• _WORK ORDER_
Copying exactly, give the lines in the material below from the one with "target: <item>blue sky</item>" to the one with "target: <item>dense forest</item>", ends included, and nothing besides.

• _SUPPLIED RECORDS_
■ ■ ■ ■

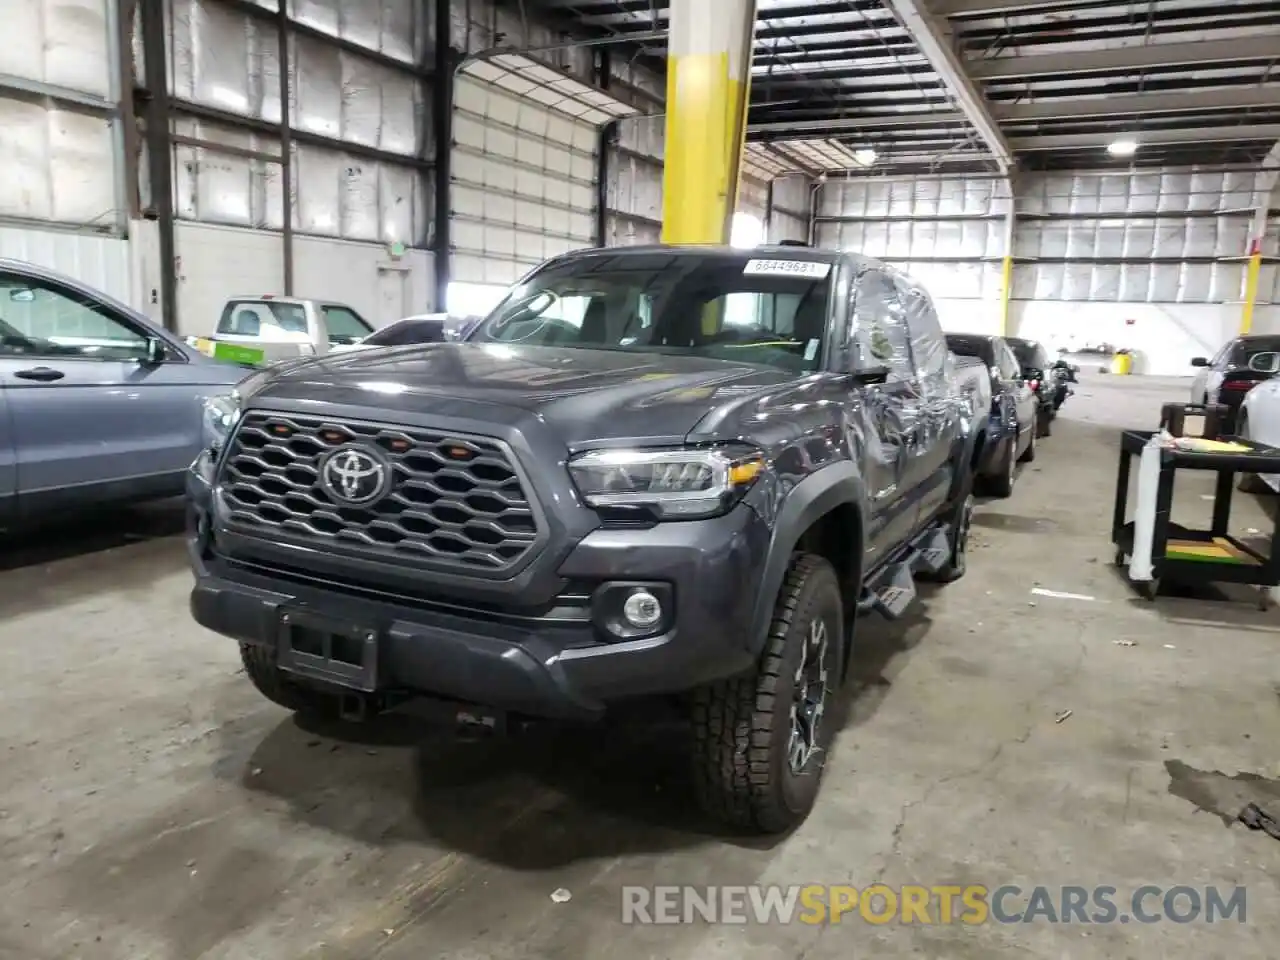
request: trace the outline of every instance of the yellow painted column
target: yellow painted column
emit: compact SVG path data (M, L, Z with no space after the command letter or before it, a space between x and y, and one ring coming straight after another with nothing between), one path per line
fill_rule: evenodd
M1000 336L1009 335L1009 301L1013 298L1013 257L1005 257L1000 271Z
M1240 314L1241 336L1253 329L1253 307L1258 302L1258 278L1261 274L1262 238L1255 237L1249 244L1249 265L1244 275L1244 311Z
M1017 230L1017 191L1012 176L1006 177L1009 209L1004 216L1004 260L1000 265L1000 336L1009 336L1009 304L1013 300L1013 242Z
M662 242L729 242L747 133L755 0L671 0Z

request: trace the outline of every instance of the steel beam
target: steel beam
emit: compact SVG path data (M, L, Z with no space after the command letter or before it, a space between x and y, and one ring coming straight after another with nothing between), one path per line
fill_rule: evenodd
M1068 133L1041 137L1013 137L1015 150L1077 150L1106 148L1106 133ZM1134 135L1138 150L1143 145L1168 146L1179 143L1238 143L1245 140L1280 140L1280 123L1246 123L1234 127L1188 127L1183 130L1147 130Z
M610 62L609 48L604 47L596 54L596 86L601 90L608 90L609 81L612 78L613 67ZM618 121L616 119L601 126L596 133L596 224L593 232L597 247L603 247L609 236L609 160L617 136Z
M1000 122L1076 120L1123 116L1150 116L1183 111L1280 109L1280 85L1268 87L1191 90L1186 93L1134 93L1102 97L1055 97L1035 103L988 101L992 117ZM823 120L775 120L747 128L753 140L780 136L820 134L855 136L867 130L927 130L966 122L956 110L855 115Z
M923 0L885 0L885 3L933 66L943 85L955 98L956 105L978 131L1000 171L1008 173L1014 162L1013 151L1009 149L1004 134L987 109L977 84L965 72L965 64L956 52L950 26L931 14L925 8Z
M764 134L817 133L825 137L852 136L863 130L890 130L896 127L933 127L964 123L959 110L933 110L919 113L872 114L870 116L833 117L830 120L778 120L753 123L747 133L756 139Z
M294 73L289 69L289 6L276 9L276 57L280 64L280 257L284 295L293 296L293 140L289 135L289 87ZM302 70L298 70L301 79Z
M1016 17L1064 7L1101 7L1099 0L933 0L933 12L943 17Z
M899 0L894 0L899 2ZM1237 65L1245 60L1271 61L1280 52L1280 35L1262 34L1230 40L1193 40L1189 43L1149 43L1105 50L1073 50L1070 53L1020 54L1013 57L972 59L965 64L979 80L1012 77L1045 77L1054 74L1123 70L1136 73L1152 67L1183 67L1202 63Z
M173 149L169 142L168 31L164 0L139 0L142 55L146 61L147 174L160 246L160 316L165 329L178 329L177 242L174 236Z
M26 77L15 77L0 73L0 94L12 93L19 97L39 97L50 100L55 106L66 107L80 112L97 113L109 116L116 110L116 103L105 97L95 97L91 93L81 93L70 87L60 87L41 80L28 80Z
M434 216L431 228L432 265L435 268L433 301L437 312L448 309L449 254L453 241L449 235L452 222L450 209L453 179L453 86L454 69L461 57L452 46L453 24L449 17L451 4L436 0L432 43L435 45L435 71L431 86L431 120L436 157L433 173Z
M1280 56L1280 52L1277 56ZM1189 90L1185 93L1133 93L1087 99L1055 97L1037 103L997 101L991 104L991 112L998 120L1074 120L1082 117L1149 115L1184 110L1247 110L1268 107L1280 108L1280 85L1224 87L1216 90ZM894 119L905 121L903 117Z
M672 0L664 243L729 242L747 132L755 0Z

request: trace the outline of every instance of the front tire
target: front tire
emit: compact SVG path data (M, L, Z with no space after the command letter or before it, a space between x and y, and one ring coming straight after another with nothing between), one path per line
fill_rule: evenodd
M252 643L240 644L240 662L258 692L277 706L309 717L337 716L337 701L290 679L276 664L276 651Z
M843 666L843 607L831 564L797 554L755 670L694 694L694 785L712 817L776 834L813 809Z

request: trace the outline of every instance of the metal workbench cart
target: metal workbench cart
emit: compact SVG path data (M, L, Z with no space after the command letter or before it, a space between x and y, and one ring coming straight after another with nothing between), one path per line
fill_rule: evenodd
M1120 436L1120 464L1116 476L1116 500L1111 522L1116 566L1124 567L1133 553L1134 520L1128 519L1129 473L1134 458L1141 457L1154 431L1126 430ZM1237 438L1249 452L1200 452L1162 447L1160 478L1156 488L1151 562L1153 579L1134 585L1150 600L1161 583L1198 586L1206 583L1242 583L1261 588L1259 603L1266 609L1270 588L1280 585L1280 511L1273 523L1266 554L1228 532L1231 497L1238 473L1280 473L1280 449ZM1174 479L1179 470L1208 470L1217 474L1213 496L1213 520L1208 530L1176 523L1172 518Z

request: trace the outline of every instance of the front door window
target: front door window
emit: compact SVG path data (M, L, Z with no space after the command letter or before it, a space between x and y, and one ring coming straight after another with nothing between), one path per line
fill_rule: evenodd
M0 273L0 358L141 360L148 337L74 290Z

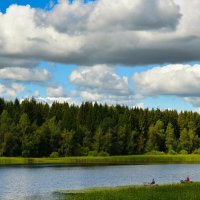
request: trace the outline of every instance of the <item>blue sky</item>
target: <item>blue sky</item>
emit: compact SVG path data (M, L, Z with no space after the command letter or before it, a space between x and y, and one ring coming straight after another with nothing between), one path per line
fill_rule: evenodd
M199 111L196 7L193 0L3 1L0 94Z

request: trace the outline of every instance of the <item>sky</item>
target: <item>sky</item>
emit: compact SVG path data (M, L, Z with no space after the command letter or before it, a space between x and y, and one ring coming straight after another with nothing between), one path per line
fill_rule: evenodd
M6 0L0 96L200 111L200 1Z

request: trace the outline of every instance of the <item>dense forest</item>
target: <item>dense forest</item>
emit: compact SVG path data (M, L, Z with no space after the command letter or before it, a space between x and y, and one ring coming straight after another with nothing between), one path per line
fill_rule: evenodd
M0 99L0 156L200 153L193 112Z

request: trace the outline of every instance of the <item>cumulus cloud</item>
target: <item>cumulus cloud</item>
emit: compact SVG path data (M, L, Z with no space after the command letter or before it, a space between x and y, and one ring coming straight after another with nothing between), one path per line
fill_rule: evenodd
M133 91L128 78L116 73L117 68L107 65L80 67L74 70L69 80L76 85L73 97L84 101L96 101L107 104L133 105Z
M64 56L80 49L80 37L61 34L52 26L38 24L41 12L47 11L12 5L5 14L0 13L0 57L8 61L15 58L58 62L61 59L62 62Z
M200 96L200 65L167 65L136 73L133 80L141 96Z
M179 11L179 6L173 0L99 0L87 5L81 1L73 4L61 1L51 12L39 15L38 21L53 26L61 33L71 34L88 31L171 30L176 28L181 18Z
M0 67L41 60L78 65L199 60L199 6L197 0L59 1L48 11L12 5L0 13Z
M108 67L107 65L81 67L72 72L70 81L90 90L127 94L129 92L128 78L117 75L115 71L114 67Z
M200 65L167 65L133 75L135 98L178 96L200 107Z
M173 0L100 0L88 24L101 31L175 29L180 17Z
M190 102L193 96L192 103L198 104L198 65L168 65L137 74L137 95L128 78L108 65L200 60L199 7L198 0L98 0L87 5L59 0L48 10L11 5L0 13L0 79L44 82L51 75L33 68L39 62L77 64L70 76L73 98L123 104L178 95ZM0 85L0 92L15 96L14 87ZM66 98L62 86L48 87L46 95Z
M16 98L17 95L23 92L24 90L25 87L18 83L12 83L10 85L0 84L0 95L1 97L7 99Z
M53 86L53 87L48 87L46 90L46 96L47 97L65 97L66 92L63 86Z
M0 69L0 79L24 82L45 82L51 79L46 69L8 67Z
M69 103L69 104L77 104L79 105L81 102L80 101L76 101L76 99L72 99L70 97L38 97L36 98L36 100L38 102L41 103L48 103L48 104L52 104L54 102L59 102L59 103Z

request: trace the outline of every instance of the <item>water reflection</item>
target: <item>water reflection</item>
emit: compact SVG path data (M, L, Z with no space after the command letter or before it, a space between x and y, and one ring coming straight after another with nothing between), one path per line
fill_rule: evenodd
M152 178L158 184L177 183L186 176L199 181L200 165L0 167L0 199L55 200L55 190L141 185Z

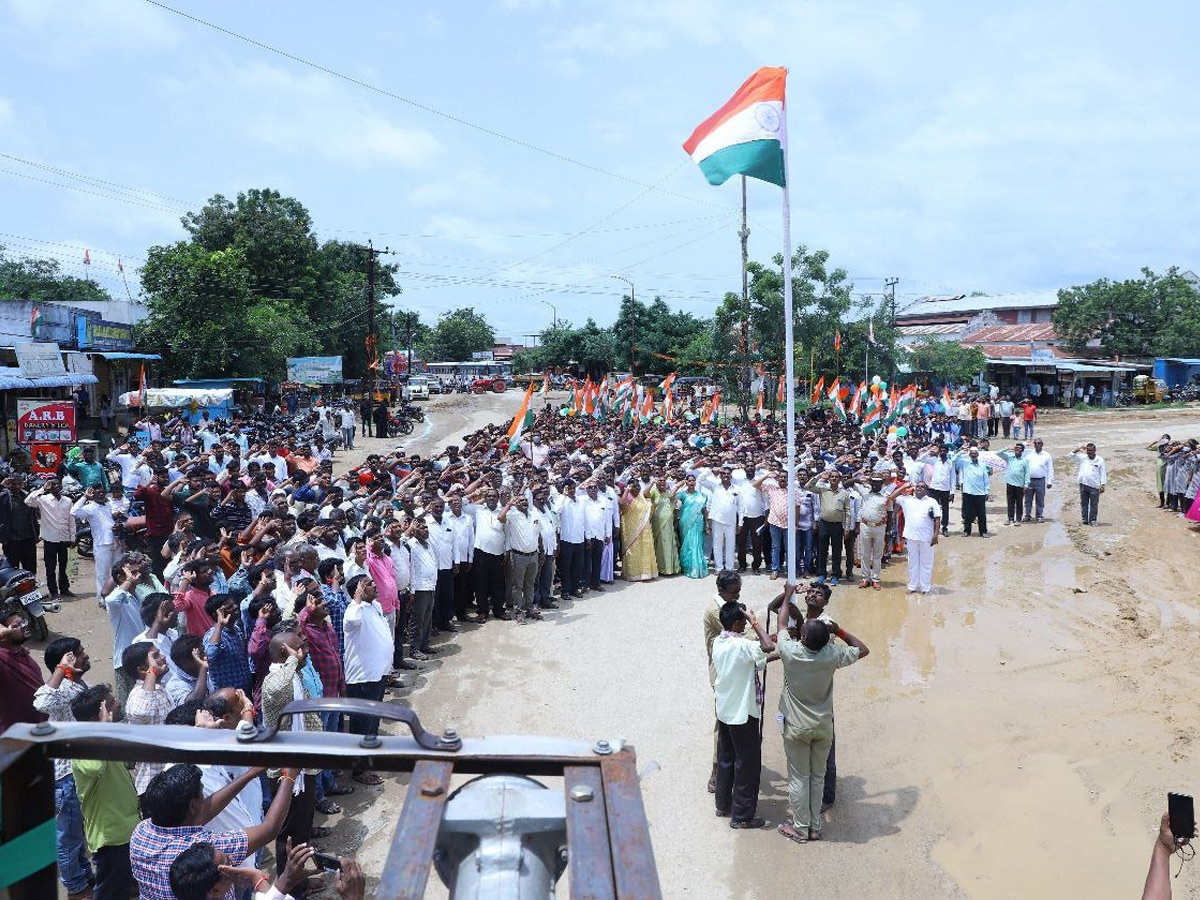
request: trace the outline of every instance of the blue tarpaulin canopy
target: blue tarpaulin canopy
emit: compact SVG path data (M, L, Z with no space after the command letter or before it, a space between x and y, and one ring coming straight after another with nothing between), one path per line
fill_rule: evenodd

■ ■ ■ ■

• _EXERCISE OUTPUT_
target: <item>blue sky</item>
emit: compact SVG path data (M, L, Z with no space after the command letter or before it, a space between x and y, and one ring coming straight after another with nothing between), one path per line
fill_rule: evenodd
M199 111L196 7L193 0L3 1L0 94Z

request: trace the outline of every instance of the <item>sky</item>
target: <item>sky</item>
emit: compact SVG path data (M, L, Z with no space after the command letter or before it, a space between x and y, and one ring coming straight after another with nothing between), one path per line
fill_rule: evenodd
M6 0L0 96L200 111L200 1Z

request: trace the outline of every instance of the <item>dense forest</item>
target: <item>dense forest</item>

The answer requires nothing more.